__WORK INSTRUCTION__: A line below contains "Tag the wooden bench", and a later one contains "Tag the grassy". Repeat both, with every line between them, exactly.
Top of DATA FOR THE TASK
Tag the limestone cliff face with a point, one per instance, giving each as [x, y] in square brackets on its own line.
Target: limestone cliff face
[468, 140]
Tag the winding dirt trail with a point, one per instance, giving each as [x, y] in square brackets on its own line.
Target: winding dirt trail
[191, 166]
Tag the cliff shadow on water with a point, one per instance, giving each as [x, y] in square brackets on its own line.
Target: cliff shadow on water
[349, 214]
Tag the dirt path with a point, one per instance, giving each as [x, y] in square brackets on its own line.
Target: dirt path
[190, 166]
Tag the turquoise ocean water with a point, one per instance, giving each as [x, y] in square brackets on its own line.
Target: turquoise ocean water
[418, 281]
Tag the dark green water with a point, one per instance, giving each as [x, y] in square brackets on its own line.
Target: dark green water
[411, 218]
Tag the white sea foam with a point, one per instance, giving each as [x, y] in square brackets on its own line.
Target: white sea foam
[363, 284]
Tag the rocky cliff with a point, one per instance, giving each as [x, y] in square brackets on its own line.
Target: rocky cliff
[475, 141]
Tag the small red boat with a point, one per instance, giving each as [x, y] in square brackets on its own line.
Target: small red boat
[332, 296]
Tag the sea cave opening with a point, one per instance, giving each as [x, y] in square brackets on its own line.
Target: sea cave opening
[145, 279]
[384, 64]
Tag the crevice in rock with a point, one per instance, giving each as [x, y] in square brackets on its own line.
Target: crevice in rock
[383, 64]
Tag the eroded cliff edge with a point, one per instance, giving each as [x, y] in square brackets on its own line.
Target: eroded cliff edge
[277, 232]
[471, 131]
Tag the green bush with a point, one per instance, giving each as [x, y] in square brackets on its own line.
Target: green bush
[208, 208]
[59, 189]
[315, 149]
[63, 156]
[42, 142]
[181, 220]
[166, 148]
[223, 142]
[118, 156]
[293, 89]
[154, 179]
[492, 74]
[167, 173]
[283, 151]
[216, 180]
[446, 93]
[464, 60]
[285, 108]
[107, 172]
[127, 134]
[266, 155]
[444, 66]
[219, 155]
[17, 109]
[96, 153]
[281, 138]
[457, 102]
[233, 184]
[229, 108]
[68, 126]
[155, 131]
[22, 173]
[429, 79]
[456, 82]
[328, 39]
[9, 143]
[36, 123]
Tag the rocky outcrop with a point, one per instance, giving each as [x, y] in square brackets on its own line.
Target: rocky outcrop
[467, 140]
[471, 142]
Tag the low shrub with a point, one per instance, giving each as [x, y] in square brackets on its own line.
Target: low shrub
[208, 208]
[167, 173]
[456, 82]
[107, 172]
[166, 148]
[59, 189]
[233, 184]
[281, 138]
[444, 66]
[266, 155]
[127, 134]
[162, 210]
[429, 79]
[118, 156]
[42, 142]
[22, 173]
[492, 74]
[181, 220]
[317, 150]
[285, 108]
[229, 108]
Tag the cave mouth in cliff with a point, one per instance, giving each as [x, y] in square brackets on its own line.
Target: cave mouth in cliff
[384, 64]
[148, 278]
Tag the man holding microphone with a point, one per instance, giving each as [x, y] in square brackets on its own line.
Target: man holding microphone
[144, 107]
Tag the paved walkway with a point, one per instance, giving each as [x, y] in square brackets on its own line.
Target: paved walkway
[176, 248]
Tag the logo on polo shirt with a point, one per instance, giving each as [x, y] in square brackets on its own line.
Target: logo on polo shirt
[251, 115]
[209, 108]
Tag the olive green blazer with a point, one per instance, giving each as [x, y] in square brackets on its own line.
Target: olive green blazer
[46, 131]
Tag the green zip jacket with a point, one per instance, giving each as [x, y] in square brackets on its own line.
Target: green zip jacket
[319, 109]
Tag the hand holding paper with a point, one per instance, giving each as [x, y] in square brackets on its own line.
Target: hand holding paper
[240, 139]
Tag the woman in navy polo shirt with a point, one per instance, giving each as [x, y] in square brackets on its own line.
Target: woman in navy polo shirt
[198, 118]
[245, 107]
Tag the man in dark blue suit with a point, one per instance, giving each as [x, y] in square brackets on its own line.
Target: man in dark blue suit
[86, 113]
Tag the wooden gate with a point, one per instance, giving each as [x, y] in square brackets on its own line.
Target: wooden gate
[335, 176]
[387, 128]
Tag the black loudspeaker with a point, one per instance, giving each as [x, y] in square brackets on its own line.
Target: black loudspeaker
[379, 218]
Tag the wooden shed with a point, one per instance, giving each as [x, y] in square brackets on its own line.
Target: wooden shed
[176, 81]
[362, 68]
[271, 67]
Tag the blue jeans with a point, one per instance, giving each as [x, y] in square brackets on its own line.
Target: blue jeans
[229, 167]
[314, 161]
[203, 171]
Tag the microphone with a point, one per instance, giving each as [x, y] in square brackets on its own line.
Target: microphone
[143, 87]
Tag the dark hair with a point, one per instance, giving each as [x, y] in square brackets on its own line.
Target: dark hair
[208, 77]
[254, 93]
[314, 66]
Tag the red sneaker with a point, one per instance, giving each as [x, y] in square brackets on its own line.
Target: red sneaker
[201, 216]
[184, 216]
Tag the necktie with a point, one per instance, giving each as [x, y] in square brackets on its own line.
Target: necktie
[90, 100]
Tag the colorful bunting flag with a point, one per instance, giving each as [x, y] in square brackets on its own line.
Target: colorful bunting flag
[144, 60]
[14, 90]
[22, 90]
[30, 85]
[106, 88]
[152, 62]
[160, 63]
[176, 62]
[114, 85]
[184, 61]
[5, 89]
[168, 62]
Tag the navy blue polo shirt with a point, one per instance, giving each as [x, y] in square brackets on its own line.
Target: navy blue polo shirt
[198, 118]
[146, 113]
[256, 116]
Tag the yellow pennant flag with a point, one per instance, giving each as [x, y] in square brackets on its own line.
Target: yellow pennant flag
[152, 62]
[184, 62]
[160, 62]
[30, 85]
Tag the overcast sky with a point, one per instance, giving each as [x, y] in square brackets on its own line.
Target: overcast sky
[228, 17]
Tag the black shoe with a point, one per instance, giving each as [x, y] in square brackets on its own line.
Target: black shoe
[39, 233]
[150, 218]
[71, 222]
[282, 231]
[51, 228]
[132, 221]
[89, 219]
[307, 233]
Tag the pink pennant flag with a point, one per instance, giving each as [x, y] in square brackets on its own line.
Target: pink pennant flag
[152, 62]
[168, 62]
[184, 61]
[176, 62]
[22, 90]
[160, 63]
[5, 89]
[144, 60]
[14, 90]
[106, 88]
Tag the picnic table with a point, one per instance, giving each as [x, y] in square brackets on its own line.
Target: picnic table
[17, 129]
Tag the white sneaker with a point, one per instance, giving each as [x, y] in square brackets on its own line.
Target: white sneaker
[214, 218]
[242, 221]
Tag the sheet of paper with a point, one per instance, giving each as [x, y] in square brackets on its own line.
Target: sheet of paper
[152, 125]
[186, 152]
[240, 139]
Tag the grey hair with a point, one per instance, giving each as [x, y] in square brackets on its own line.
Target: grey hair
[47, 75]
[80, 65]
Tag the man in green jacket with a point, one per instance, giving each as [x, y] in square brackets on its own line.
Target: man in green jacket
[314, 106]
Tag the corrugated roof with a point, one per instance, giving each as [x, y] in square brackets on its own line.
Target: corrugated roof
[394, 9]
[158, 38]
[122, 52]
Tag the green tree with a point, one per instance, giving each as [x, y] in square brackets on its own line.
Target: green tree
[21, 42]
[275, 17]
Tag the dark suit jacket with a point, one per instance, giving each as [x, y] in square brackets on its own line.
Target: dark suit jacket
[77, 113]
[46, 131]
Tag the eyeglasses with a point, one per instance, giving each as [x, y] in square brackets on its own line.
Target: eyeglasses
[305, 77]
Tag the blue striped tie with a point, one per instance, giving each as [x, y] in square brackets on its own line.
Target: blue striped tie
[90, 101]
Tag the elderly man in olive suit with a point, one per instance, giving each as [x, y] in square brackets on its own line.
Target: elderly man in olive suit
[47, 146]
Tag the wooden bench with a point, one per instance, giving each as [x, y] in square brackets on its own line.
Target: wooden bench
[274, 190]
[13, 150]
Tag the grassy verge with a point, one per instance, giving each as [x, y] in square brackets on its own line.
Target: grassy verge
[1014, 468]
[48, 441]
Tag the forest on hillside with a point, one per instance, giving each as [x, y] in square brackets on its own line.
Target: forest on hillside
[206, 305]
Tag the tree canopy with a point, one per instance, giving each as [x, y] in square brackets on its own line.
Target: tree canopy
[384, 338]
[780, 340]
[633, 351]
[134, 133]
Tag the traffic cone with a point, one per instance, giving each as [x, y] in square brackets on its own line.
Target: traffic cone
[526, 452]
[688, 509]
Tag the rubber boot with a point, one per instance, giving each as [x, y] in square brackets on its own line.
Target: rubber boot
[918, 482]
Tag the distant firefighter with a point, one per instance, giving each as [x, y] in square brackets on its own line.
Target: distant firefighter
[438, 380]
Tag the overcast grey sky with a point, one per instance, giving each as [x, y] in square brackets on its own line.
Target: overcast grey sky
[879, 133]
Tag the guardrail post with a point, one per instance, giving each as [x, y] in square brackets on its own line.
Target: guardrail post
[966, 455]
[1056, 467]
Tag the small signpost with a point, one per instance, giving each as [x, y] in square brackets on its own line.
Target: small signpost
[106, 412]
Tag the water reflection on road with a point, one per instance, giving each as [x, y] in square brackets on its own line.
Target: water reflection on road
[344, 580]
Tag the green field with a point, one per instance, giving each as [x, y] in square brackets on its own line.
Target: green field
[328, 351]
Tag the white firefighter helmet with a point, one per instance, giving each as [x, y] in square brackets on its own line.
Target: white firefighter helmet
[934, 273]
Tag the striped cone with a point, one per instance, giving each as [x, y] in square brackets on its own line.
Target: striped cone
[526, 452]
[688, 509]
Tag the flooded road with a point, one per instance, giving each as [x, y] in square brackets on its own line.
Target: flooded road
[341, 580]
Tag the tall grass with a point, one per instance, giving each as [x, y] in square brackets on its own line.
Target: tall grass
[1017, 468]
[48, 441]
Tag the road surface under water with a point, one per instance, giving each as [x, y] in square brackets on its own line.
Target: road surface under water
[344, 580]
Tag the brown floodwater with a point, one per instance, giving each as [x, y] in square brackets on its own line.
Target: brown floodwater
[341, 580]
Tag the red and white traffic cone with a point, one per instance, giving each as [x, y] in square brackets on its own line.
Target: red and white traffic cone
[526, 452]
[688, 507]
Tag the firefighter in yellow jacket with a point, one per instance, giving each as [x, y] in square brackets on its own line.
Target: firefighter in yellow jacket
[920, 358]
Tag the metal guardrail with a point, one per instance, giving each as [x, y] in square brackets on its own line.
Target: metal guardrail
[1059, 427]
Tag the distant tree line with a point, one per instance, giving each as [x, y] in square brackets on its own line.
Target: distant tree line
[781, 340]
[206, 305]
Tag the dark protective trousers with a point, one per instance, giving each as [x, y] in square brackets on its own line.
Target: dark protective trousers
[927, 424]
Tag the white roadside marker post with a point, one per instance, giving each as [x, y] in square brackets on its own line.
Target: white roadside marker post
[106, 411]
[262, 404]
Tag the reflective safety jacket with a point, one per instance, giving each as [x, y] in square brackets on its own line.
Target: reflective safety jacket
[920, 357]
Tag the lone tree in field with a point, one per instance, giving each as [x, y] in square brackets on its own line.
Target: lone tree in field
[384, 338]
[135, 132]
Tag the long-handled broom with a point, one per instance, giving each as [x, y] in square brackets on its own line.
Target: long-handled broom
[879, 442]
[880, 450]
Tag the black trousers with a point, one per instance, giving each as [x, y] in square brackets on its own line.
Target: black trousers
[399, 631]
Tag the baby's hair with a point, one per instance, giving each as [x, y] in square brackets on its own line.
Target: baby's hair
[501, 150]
Bottom of DATA FOR THE TASK
__RESPONSE TO THE EXERCISE__:
Tag the wooden bench with a point, one per instance, giving each as [x, y] in square brackets on its own line.
Target: wooden bench
[274, 190]
[13, 150]
Tag the grassy verge with a point, one per instance, giving each as [x, y] in square brackets on its own line.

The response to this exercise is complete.